**EXTRACTED MATERIAL**
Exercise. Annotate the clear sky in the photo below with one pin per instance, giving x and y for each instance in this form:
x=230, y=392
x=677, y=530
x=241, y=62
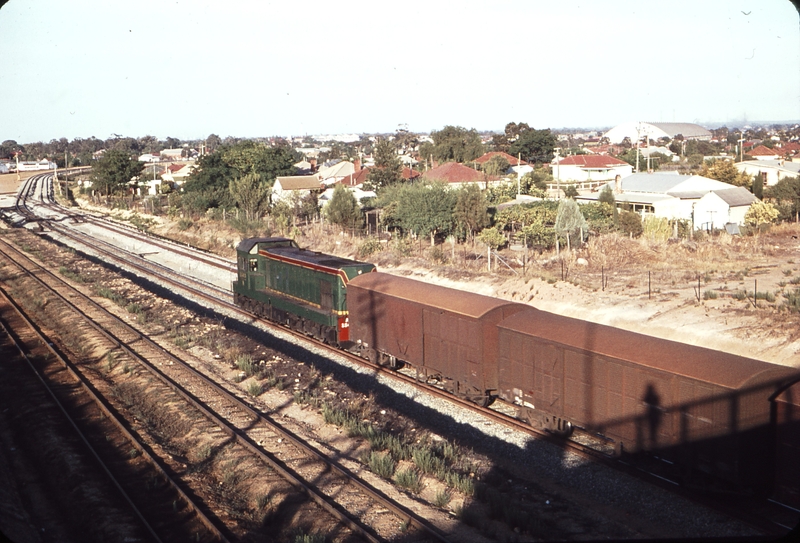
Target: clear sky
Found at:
x=81, y=68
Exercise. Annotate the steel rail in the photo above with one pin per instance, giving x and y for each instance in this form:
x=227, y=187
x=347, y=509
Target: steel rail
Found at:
x=109, y=414
x=241, y=437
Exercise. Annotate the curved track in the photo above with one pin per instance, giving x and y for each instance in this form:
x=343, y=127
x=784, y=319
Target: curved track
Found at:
x=583, y=444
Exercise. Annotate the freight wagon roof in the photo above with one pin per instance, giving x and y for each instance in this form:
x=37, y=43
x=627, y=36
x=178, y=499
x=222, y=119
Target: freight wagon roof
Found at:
x=715, y=367
x=448, y=299
x=313, y=257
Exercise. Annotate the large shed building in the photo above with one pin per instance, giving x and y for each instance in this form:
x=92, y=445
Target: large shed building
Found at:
x=656, y=131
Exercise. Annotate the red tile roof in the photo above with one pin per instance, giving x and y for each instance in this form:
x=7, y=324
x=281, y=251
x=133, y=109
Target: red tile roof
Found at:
x=592, y=161
x=790, y=148
x=512, y=160
x=408, y=173
x=453, y=172
x=762, y=151
x=355, y=179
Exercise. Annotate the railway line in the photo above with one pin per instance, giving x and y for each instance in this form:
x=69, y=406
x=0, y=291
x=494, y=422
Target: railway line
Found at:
x=161, y=510
x=502, y=413
x=308, y=470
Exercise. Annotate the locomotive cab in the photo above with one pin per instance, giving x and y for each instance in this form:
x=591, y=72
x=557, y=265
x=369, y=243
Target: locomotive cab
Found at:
x=301, y=289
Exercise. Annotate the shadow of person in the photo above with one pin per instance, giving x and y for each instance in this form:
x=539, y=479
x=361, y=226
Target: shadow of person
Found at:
x=653, y=414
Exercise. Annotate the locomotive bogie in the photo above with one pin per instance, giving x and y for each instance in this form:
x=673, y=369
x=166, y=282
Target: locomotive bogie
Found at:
x=717, y=417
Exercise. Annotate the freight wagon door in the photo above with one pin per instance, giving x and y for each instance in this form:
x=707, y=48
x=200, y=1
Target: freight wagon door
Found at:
x=452, y=346
x=548, y=378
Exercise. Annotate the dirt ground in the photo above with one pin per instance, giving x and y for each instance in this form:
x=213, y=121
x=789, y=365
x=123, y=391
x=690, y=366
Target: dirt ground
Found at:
x=654, y=290
x=640, y=285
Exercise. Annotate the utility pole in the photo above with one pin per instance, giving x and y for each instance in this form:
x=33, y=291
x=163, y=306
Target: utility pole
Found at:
x=558, y=172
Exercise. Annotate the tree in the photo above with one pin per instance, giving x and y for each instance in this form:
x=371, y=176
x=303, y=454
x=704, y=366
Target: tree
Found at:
x=534, y=146
x=470, y=211
x=606, y=196
x=496, y=166
x=114, y=171
x=454, y=144
x=425, y=209
x=212, y=142
x=725, y=171
x=250, y=194
x=758, y=187
x=570, y=220
x=786, y=193
x=343, y=209
x=631, y=224
x=760, y=213
x=216, y=170
x=492, y=237
x=388, y=170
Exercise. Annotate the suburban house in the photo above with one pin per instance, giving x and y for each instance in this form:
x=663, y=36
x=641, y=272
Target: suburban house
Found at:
x=512, y=160
x=31, y=166
x=771, y=171
x=719, y=208
x=673, y=196
x=589, y=171
x=336, y=172
x=172, y=154
x=301, y=185
x=176, y=174
x=762, y=152
x=457, y=175
x=633, y=131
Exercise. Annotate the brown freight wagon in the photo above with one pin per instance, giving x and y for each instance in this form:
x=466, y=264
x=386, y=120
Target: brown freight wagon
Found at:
x=444, y=333
x=787, y=456
x=703, y=409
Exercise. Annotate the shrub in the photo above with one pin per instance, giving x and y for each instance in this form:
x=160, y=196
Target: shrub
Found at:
x=631, y=223
x=369, y=247
x=380, y=464
x=408, y=478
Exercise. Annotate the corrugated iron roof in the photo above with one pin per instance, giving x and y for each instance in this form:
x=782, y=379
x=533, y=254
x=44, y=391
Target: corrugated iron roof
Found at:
x=737, y=196
x=448, y=299
x=714, y=367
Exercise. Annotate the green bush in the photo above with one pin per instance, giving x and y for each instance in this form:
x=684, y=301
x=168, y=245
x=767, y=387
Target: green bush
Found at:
x=408, y=478
x=631, y=224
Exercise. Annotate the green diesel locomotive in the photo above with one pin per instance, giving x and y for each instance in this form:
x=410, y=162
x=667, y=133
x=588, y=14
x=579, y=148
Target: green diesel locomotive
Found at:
x=305, y=290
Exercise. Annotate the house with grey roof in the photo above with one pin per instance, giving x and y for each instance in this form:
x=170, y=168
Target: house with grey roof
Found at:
x=655, y=131
x=673, y=196
x=718, y=208
x=770, y=171
x=285, y=187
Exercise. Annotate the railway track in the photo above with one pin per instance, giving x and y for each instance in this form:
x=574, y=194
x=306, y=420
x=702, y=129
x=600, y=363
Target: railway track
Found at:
x=588, y=446
x=325, y=481
x=162, y=510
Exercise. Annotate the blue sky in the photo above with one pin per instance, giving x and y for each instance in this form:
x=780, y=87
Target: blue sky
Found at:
x=185, y=69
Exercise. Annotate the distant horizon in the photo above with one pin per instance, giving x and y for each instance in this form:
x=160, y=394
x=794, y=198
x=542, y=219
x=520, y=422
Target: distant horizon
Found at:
x=243, y=68
x=711, y=126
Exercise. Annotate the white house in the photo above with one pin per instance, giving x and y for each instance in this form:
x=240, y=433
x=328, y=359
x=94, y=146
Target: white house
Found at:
x=655, y=131
x=672, y=196
x=771, y=171
x=720, y=207
x=302, y=185
x=336, y=172
x=589, y=171
x=29, y=166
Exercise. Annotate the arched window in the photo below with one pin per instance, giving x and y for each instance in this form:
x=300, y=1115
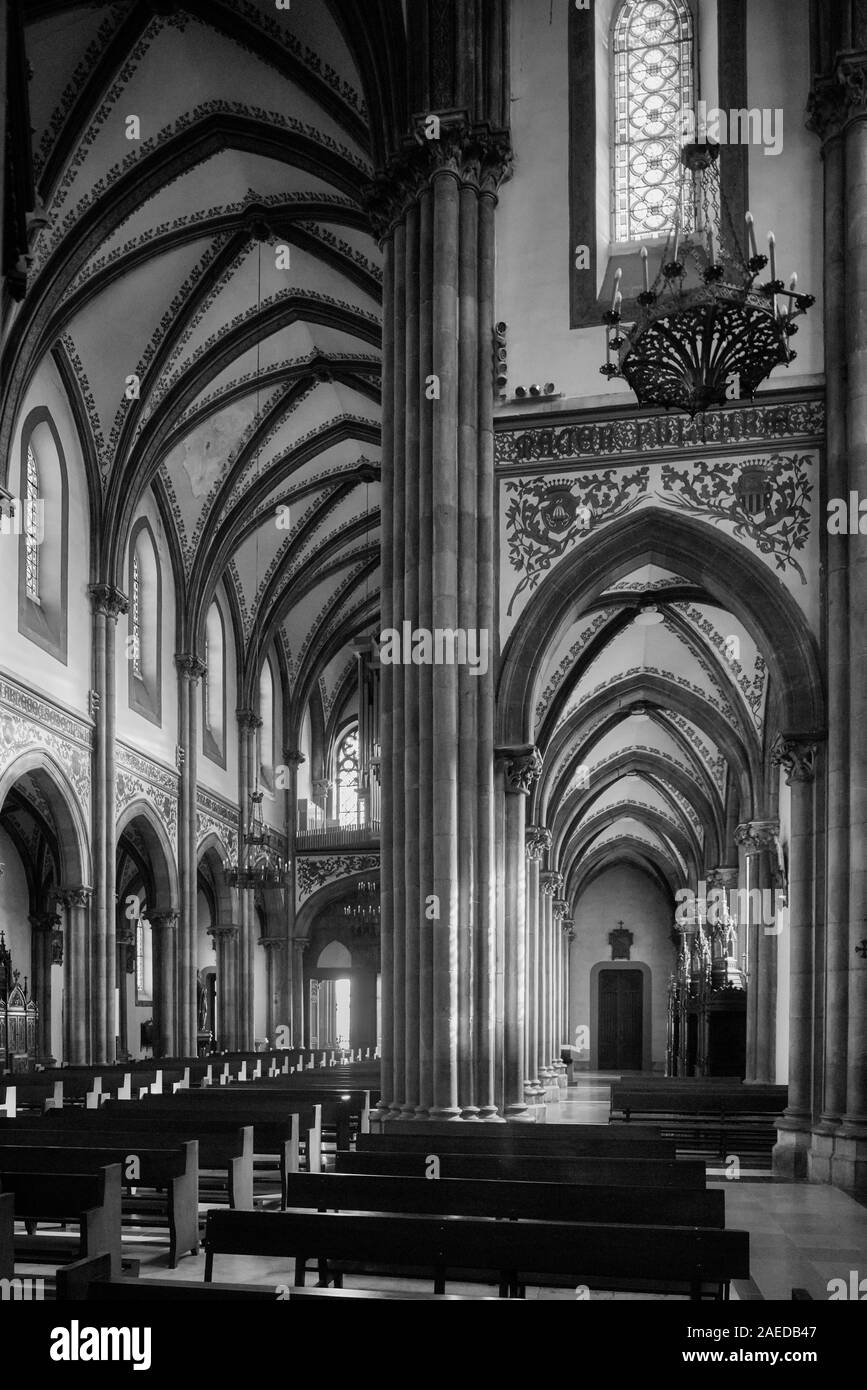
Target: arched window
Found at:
x=266, y=733
x=143, y=641
x=653, y=88
x=42, y=512
x=213, y=687
x=346, y=777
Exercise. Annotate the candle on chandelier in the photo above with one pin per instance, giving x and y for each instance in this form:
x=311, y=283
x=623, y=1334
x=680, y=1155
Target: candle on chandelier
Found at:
x=750, y=228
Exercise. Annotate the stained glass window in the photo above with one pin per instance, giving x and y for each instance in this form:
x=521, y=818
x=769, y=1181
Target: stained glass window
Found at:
x=31, y=528
x=135, y=616
x=348, y=779
x=653, y=85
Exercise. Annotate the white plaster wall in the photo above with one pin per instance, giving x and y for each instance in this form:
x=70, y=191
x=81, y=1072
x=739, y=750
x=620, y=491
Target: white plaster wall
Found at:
x=134, y=729
x=628, y=894
x=21, y=658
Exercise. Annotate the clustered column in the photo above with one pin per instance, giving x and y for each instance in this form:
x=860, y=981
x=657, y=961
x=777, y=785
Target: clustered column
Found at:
x=163, y=923
x=798, y=759
x=759, y=840
x=47, y=943
x=75, y=902
x=538, y=844
x=439, y=954
x=107, y=605
x=838, y=116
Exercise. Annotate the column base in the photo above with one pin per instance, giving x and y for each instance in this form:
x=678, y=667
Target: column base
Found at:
x=789, y=1157
x=849, y=1166
x=820, y=1158
x=489, y=1114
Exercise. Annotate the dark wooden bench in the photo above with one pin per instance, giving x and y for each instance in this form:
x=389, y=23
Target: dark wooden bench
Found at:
x=225, y=1148
x=279, y=1132
x=712, y=1119
x=507, y=1200
x=538, y=1168
x=282, y=1127
x=567, y=1140
x=677, y=1258
x=7, y=1235
x=171, y=1173
x=92, y=1280
x=93, y=1200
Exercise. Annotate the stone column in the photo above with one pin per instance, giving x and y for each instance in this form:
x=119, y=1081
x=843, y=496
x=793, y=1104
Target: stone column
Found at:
x=757, y=838
x=838, y=116
x=523, y=767
x=538, y=844
x=163, y=925
x=107, y=603
x=43, y=925
x=568, y=936
x=225, y=948
x=274, y=948
x=77, y=902
x=189, y=672
x=552, y=883
x=248, y=726
x=798, y=758
x=560, y=912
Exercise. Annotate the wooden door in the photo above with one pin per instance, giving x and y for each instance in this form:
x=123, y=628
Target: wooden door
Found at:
x=620, y=1020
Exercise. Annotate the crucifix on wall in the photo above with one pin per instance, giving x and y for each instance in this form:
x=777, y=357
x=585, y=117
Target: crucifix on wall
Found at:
x=620, y=943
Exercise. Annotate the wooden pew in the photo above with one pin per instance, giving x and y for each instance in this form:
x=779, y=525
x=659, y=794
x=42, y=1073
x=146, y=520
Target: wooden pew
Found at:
x=538, y=1168
x=93, y=1200
x=224, y=1148
x=278, y=1130
x=92, y=1280
x=507, y=1200
x=282, y=1126
x=172, y=1175
x=7, y=1235
x=573, y=1140
x=664, y=1258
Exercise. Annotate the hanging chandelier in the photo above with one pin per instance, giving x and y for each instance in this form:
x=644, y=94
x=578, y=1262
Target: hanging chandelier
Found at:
x=707, y=330
x=263, y=862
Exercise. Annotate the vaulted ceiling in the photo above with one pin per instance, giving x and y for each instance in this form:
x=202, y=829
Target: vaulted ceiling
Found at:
x=209, y=288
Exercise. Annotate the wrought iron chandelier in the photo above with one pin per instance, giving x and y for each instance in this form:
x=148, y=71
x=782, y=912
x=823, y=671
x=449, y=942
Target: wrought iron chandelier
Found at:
x=263, y=862
x=707, y=331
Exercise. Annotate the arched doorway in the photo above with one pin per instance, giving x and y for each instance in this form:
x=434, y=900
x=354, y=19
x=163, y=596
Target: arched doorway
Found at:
x=45, y=900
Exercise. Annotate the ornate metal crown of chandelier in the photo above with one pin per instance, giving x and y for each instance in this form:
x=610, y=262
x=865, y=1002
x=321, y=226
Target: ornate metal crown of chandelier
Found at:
x=705, y=324
x=261, y=862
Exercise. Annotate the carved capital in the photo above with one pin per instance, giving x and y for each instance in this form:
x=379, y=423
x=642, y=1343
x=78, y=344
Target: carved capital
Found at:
x=523, y=769
x=475, y=154
x=163, y=919
x=757, y=836
x=189, y=666
x=838, y=99
x=107, y=601
x=224, y=931
x=538, y=843
x=796, y=755
x=248, y=720
x=723, y=877
x=78, y=897
x=43, y=920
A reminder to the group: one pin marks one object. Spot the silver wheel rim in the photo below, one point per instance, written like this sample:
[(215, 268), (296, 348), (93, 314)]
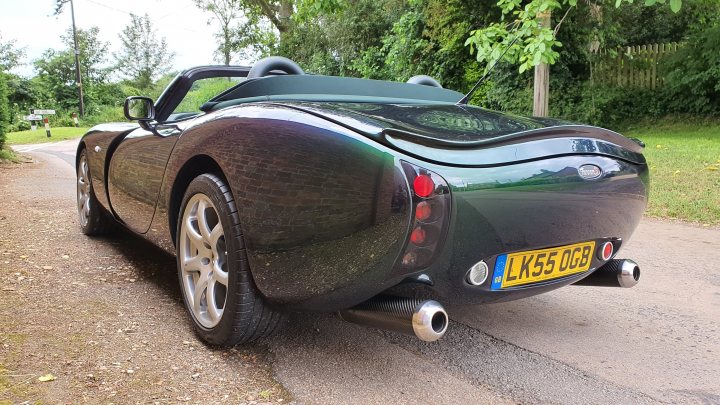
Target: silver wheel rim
[(203, 261), (83, 188)]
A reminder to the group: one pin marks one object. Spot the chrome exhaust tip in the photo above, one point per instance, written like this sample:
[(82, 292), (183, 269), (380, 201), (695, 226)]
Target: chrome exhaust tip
[(628, 274), (430, 321), (623, 273), (426, 319)]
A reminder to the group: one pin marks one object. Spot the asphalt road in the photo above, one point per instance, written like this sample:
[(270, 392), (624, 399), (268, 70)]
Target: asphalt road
[(656, 343)]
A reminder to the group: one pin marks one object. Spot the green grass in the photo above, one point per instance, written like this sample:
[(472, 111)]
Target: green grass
[(684, 161), (7, 155), (39, 135)]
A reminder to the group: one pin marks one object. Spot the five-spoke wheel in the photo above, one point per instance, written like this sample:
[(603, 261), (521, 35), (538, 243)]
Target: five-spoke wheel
[(203, 261), (215, 279)]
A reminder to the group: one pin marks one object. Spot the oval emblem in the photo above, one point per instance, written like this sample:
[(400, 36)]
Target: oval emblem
[(589, 172)]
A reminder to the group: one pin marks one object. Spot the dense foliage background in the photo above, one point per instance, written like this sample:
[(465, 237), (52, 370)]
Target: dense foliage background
[(395, 40)]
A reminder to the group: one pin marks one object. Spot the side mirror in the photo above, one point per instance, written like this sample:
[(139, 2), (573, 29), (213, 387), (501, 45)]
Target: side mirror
[(139, 109)]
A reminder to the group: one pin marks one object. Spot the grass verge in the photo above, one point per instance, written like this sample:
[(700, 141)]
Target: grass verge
[(7, 155), (39, 135), (684, 159)]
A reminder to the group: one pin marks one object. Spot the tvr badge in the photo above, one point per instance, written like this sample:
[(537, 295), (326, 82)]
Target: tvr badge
[(589, 172)]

**PROBLEM TO SOLVE**
Match on "roof" and report each line of the data above that has it.

**SOLUTION FOR THIS PROBLEM**
Exercise. Annotate the freight wagon roof in the photo above with one pin per instance, giving x and y for each instance in this form:
Target: freight wagon roof
Exercise. Annotate the red tile roof in the photo above with one pin per instance, giving x and y for each instance in this form:
Target: red tile roof
Exercise. Annotate the corrugated iron roof in the photo above with one pin per instance, giving x and y for each instance in this form:
Target: corrugated iron roof
Exercise. Annotate the house with grey roof in the photo above with one pin per instance, giving x and y for each instance in this form:
Target: house with grey roof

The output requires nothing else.